>> begin
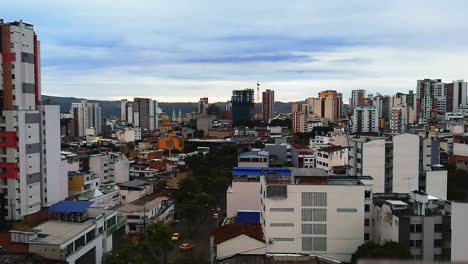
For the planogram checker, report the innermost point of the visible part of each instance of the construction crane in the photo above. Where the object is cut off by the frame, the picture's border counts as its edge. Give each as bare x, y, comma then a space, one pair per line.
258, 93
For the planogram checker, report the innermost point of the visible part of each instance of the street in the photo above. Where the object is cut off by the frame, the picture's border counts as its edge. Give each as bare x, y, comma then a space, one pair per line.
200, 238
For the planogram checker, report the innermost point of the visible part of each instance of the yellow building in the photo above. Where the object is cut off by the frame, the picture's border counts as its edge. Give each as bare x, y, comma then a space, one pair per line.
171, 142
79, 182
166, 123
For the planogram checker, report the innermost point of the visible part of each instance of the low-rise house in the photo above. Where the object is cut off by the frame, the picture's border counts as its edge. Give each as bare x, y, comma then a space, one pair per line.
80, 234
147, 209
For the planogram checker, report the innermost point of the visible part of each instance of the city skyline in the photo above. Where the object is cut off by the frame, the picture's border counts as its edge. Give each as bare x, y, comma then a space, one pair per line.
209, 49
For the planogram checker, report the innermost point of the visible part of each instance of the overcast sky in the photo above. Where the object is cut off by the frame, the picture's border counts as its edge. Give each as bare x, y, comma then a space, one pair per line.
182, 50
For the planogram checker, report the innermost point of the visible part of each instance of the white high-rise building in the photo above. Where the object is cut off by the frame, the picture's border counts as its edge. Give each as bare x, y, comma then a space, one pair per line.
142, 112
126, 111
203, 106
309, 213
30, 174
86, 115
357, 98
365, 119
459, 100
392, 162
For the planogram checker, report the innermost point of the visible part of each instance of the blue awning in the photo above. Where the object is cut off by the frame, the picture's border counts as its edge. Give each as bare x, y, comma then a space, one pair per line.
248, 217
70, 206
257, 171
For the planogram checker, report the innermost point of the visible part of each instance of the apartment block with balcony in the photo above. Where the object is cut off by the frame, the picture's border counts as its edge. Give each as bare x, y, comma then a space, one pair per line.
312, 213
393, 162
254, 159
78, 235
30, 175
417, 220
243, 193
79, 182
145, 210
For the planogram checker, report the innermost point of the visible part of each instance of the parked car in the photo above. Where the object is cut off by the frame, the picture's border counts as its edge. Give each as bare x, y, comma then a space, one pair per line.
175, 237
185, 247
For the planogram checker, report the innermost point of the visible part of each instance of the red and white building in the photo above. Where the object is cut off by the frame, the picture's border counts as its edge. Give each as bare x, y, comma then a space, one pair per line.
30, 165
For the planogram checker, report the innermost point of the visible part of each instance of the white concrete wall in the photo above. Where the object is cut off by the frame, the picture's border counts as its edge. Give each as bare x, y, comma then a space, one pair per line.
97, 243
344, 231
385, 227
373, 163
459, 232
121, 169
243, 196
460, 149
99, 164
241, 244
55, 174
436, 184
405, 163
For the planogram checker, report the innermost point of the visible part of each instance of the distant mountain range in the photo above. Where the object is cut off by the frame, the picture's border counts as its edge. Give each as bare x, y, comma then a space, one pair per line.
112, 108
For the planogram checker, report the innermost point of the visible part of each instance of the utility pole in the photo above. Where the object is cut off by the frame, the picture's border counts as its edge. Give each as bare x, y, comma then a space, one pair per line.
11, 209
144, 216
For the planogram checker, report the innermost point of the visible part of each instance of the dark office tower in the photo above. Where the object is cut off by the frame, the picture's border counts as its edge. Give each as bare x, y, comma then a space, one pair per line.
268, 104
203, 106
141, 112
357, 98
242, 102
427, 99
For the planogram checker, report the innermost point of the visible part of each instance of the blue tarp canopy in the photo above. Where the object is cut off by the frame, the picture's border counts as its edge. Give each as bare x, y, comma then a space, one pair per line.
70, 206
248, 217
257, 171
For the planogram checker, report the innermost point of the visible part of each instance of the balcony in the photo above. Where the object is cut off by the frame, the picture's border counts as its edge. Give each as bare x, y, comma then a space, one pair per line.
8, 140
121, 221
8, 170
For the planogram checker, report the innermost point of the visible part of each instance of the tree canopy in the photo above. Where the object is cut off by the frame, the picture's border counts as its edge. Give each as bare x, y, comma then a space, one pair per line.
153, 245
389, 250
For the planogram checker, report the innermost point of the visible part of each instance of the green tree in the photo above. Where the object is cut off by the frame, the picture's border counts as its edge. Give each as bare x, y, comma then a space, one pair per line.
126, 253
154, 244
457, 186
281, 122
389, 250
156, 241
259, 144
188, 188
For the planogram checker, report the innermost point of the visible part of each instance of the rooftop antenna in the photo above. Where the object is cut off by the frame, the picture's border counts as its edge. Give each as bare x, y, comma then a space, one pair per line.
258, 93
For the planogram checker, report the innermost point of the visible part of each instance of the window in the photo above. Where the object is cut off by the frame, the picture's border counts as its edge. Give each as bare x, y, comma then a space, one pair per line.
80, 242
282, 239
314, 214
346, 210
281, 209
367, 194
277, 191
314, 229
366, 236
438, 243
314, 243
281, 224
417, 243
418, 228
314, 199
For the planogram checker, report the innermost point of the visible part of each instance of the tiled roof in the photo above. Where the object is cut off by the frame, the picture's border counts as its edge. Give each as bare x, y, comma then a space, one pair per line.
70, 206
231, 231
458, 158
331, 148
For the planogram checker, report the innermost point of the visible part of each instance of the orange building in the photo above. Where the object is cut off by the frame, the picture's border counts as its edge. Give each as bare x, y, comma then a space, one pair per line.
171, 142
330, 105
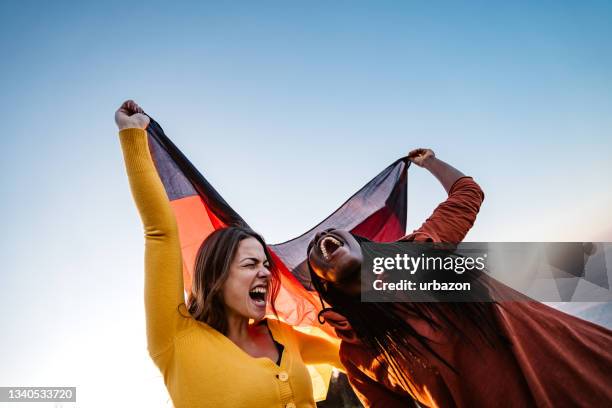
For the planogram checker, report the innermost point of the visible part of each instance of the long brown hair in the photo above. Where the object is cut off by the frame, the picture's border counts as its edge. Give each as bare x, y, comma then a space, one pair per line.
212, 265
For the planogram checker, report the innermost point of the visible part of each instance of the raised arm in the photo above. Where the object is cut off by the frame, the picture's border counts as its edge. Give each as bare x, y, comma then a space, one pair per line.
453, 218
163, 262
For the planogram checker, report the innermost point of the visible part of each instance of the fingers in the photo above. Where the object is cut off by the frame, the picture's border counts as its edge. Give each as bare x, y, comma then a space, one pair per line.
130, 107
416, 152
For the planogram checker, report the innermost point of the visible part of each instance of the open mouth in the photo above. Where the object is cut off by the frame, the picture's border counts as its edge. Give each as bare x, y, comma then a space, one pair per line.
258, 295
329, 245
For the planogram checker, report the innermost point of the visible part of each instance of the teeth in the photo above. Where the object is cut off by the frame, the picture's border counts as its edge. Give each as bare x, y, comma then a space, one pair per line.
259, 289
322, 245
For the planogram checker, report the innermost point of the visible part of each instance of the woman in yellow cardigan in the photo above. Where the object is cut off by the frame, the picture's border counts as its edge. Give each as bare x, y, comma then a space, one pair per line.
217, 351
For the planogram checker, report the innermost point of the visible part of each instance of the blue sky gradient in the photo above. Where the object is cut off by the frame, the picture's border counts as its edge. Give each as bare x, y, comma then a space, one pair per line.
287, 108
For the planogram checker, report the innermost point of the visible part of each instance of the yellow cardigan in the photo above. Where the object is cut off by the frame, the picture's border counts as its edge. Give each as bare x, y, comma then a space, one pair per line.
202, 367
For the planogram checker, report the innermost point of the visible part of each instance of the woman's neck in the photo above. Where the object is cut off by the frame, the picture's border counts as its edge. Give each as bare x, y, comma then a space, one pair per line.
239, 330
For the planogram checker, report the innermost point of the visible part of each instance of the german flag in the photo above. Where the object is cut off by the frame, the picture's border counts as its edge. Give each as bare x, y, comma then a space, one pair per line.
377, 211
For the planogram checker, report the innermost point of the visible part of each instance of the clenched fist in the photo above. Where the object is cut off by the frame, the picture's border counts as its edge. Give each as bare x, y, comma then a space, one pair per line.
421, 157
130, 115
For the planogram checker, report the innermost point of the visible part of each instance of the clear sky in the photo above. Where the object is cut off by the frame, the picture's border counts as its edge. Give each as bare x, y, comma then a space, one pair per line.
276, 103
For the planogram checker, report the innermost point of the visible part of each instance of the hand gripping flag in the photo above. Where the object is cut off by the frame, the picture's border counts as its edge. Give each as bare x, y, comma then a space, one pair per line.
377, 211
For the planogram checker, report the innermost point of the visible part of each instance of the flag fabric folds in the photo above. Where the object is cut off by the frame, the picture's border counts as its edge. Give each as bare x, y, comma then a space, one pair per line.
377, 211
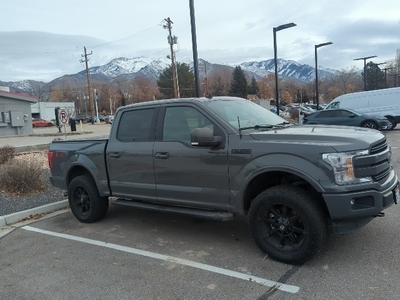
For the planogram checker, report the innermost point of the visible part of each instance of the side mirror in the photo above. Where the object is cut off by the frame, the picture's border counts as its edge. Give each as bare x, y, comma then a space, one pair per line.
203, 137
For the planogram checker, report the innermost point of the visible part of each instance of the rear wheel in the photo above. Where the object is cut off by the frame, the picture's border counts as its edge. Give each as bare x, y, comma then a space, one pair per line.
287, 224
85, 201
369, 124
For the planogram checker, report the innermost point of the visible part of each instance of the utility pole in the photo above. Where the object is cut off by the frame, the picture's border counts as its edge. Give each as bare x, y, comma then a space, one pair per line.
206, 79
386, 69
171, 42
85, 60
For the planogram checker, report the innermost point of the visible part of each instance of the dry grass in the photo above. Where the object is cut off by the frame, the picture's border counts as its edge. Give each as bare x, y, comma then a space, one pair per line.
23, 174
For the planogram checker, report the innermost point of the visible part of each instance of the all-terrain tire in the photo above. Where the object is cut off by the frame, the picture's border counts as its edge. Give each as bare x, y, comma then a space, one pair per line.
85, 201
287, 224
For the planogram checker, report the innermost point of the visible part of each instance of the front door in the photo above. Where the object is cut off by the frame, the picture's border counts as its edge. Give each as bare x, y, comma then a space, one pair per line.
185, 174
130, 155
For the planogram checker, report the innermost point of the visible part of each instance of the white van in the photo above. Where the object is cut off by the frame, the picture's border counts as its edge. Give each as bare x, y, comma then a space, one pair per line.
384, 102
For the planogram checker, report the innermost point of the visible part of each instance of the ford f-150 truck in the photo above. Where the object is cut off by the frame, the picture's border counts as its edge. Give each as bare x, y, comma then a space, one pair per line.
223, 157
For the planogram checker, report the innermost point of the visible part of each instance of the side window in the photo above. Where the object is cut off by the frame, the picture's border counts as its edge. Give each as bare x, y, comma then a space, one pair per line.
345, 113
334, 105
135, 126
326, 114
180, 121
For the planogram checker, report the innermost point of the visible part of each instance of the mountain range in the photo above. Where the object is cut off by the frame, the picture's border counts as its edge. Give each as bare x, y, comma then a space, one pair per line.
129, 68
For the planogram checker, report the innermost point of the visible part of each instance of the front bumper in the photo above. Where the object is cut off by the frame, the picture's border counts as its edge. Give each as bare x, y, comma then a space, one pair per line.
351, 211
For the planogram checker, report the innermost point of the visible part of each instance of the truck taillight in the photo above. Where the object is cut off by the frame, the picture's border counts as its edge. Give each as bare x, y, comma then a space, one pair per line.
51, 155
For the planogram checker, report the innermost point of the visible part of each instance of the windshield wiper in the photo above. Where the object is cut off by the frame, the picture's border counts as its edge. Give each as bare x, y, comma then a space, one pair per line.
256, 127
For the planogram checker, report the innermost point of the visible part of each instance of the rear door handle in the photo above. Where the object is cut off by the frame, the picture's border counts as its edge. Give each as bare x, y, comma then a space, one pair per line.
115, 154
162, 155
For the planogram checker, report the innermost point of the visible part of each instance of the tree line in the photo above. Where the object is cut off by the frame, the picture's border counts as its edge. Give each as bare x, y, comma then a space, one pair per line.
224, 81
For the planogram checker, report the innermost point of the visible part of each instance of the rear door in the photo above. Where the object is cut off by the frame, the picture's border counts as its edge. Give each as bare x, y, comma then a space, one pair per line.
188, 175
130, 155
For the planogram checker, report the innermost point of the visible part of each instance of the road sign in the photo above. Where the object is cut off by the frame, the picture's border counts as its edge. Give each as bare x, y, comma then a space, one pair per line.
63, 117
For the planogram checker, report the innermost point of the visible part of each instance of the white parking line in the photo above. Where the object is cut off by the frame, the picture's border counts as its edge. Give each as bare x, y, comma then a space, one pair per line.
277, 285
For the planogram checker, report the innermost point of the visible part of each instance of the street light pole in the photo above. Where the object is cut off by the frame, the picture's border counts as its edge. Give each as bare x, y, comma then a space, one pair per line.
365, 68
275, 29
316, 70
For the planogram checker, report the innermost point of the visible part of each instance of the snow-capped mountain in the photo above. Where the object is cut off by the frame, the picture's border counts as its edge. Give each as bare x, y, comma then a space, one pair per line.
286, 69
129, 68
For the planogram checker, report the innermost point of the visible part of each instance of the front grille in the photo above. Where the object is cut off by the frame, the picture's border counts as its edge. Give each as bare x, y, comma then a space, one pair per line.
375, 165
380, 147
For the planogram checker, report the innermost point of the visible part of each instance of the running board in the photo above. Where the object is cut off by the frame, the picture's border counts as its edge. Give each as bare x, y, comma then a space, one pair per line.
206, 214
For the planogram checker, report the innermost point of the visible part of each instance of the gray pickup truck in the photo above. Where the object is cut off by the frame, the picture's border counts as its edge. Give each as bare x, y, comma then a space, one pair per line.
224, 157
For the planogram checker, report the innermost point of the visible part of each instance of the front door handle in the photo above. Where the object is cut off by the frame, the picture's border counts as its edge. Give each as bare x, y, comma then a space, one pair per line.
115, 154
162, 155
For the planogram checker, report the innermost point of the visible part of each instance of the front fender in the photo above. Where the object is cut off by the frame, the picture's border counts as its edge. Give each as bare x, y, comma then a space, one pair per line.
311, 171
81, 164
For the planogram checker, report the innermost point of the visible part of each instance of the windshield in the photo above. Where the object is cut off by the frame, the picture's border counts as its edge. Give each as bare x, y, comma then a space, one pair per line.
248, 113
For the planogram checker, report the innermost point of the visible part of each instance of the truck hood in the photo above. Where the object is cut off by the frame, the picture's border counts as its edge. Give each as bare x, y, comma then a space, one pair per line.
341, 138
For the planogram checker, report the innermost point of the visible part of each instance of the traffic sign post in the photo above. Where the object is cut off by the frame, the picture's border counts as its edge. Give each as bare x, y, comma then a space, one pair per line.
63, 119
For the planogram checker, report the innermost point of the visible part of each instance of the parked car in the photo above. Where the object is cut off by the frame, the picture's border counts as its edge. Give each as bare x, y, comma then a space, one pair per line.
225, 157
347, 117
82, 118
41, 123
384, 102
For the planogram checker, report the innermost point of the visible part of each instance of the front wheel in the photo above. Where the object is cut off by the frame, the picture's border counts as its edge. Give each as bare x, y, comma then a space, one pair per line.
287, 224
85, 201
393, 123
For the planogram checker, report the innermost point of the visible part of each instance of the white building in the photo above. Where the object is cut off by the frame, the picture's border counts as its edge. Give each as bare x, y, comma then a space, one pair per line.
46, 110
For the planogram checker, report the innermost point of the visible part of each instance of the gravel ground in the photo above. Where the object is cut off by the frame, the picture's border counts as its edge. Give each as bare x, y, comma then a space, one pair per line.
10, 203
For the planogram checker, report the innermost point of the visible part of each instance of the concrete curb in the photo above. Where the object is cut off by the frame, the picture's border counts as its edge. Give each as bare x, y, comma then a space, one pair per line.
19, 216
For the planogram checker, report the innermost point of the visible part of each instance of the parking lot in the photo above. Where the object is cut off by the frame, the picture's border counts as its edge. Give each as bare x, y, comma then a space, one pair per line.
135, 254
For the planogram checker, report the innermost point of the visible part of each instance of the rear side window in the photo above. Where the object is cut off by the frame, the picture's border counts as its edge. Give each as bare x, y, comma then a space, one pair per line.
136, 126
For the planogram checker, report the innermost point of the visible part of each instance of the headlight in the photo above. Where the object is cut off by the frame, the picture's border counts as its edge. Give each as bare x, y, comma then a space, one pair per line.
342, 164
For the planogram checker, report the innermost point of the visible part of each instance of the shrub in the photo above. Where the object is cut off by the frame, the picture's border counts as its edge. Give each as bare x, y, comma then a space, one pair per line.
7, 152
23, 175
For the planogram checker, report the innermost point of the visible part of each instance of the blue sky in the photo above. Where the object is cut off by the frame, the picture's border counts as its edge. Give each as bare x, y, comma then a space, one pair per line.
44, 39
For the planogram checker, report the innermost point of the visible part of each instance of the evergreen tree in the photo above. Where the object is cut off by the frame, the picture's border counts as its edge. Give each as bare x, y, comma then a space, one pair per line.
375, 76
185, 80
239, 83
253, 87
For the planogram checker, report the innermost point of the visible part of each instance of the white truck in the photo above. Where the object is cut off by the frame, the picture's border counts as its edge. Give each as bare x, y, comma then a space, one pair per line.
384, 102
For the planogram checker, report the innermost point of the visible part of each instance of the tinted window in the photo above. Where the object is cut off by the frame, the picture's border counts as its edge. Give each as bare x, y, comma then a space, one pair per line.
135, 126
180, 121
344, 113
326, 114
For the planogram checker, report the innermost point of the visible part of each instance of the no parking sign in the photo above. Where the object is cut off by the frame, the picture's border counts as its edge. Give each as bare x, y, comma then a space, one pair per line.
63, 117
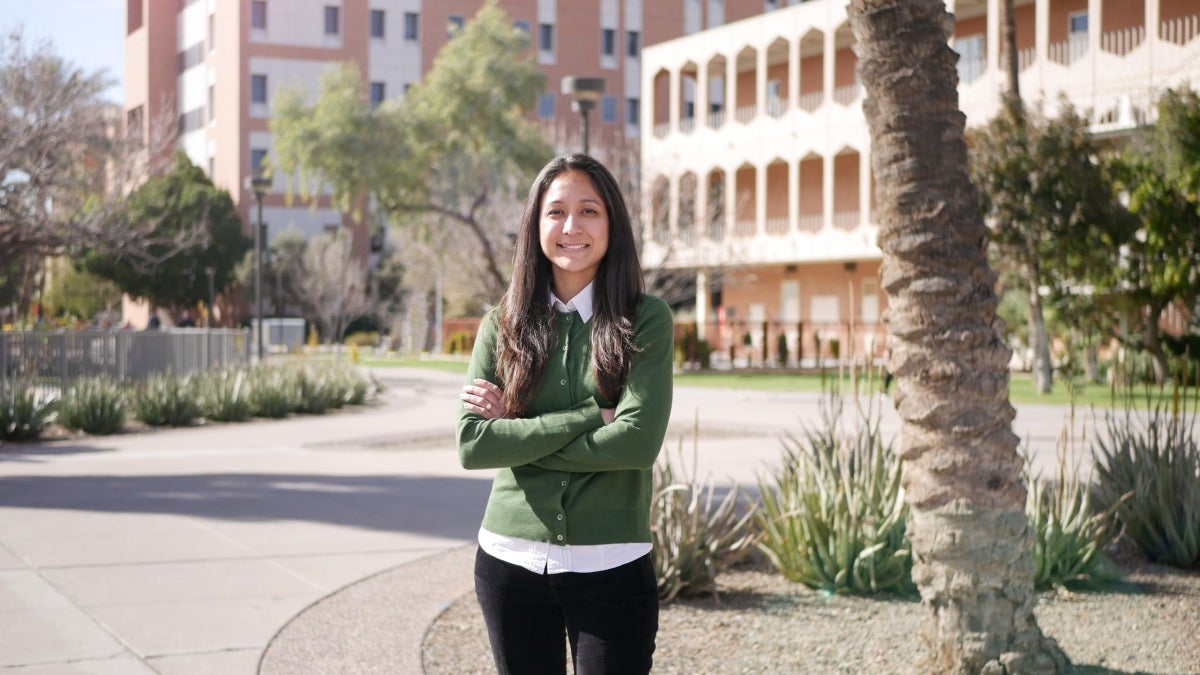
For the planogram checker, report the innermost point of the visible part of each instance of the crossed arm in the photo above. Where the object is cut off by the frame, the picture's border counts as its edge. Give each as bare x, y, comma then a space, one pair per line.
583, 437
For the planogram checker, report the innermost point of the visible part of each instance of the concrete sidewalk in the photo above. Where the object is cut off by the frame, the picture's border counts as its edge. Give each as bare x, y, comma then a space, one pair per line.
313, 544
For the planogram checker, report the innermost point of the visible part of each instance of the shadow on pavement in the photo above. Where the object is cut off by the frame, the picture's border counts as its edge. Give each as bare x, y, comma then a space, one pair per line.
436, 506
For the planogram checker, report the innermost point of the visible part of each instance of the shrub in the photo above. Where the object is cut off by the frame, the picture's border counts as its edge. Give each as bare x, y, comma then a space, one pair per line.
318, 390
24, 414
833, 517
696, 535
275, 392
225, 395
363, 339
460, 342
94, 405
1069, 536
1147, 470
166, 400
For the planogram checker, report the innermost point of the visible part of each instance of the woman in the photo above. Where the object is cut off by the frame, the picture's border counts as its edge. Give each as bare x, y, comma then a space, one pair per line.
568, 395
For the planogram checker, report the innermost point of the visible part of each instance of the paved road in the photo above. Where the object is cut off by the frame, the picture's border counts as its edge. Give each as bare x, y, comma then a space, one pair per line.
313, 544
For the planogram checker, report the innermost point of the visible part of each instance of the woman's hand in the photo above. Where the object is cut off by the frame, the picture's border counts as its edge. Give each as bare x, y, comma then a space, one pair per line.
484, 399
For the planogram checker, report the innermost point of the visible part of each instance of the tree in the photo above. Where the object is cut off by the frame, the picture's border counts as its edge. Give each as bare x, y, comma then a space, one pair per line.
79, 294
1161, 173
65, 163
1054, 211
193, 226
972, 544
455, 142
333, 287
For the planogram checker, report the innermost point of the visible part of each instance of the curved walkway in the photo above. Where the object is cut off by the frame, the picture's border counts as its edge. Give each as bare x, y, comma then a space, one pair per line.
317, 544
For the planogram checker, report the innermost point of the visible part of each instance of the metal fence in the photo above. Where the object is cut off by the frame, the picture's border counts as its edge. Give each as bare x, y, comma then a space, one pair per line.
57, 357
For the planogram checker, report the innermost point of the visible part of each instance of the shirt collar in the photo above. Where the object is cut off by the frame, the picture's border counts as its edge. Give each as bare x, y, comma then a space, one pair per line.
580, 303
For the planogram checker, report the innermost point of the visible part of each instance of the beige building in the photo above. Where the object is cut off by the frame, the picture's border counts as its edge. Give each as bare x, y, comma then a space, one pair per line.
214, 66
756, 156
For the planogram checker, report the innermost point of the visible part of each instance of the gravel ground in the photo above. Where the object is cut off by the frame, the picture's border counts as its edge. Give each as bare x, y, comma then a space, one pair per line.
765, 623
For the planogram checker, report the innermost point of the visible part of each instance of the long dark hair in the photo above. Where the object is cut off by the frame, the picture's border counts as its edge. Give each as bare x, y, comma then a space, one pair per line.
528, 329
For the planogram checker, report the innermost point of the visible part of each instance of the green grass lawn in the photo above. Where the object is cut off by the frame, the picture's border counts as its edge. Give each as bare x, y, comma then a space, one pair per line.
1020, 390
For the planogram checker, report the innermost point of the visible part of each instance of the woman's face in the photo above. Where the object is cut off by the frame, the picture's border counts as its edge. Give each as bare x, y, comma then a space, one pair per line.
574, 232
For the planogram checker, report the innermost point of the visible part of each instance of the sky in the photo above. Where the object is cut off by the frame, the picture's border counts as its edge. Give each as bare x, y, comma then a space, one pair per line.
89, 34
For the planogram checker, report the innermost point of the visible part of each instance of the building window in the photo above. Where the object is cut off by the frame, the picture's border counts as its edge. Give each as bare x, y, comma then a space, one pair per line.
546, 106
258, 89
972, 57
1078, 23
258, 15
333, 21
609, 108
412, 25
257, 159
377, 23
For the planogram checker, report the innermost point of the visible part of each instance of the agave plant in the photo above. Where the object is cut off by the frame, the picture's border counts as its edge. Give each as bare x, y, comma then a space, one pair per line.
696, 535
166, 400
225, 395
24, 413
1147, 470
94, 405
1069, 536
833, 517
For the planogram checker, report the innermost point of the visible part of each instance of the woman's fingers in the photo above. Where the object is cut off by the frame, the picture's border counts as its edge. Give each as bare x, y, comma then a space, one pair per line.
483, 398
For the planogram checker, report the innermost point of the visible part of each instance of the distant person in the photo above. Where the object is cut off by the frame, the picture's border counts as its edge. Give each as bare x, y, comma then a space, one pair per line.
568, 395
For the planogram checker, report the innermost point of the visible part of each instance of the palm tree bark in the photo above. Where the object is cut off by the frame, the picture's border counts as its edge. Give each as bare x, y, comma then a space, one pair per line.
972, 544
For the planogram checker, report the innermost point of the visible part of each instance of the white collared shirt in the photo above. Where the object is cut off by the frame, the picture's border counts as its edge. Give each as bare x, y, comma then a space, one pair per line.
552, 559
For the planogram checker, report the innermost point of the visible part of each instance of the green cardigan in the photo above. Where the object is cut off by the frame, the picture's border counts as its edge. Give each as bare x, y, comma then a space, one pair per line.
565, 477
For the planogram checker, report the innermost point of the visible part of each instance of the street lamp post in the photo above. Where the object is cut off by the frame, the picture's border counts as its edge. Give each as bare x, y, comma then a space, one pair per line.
>> end
_What you will do:_
Write the lines out exactly, from the one with "the distant person" down to the last line of the listing, and leave out all others.

_Answer to the task:_
For the planogram checker, report the innermost point of the visible part of each instance of the distant person in the photo above. Where the object is cut off by the frame, the picture's border counts as its edge. Give each as bare x, y, comma then a space, one pair per line.
568, 395
For the planogram checker, report the innermost point of the visible part of each instance of the palm tree bark in the photo above. Where the object is cut off by the frame, the picture's border counts as its edge. Give each as bare x, y, comma then a space, one pair per line.
972, 544
For the planogram checker, report the innermost point of the visible part of each instance of the white collared shirt in the photo above. Where the object is cut off by the frame, the picture's border counts as its edge. Give each as bare x, y, comma then a space, one pair per line.
552, 559
For the planogram checker, report the innermost point of the visible part of each instance of the green cardigan in the photo above. Where the object is cut off by the frame, the picture's border counts as its edge. Give each as bare x, y, comma then a space, one pair per line.
565, 477
For the planogram checker, report the innermost point of the visible part of each instance of the street lamp post in the photo above. Where the object is cut off by the frame, the picture's border counts as its edge. Give each as bare x, y, comma then a space, one pair per line.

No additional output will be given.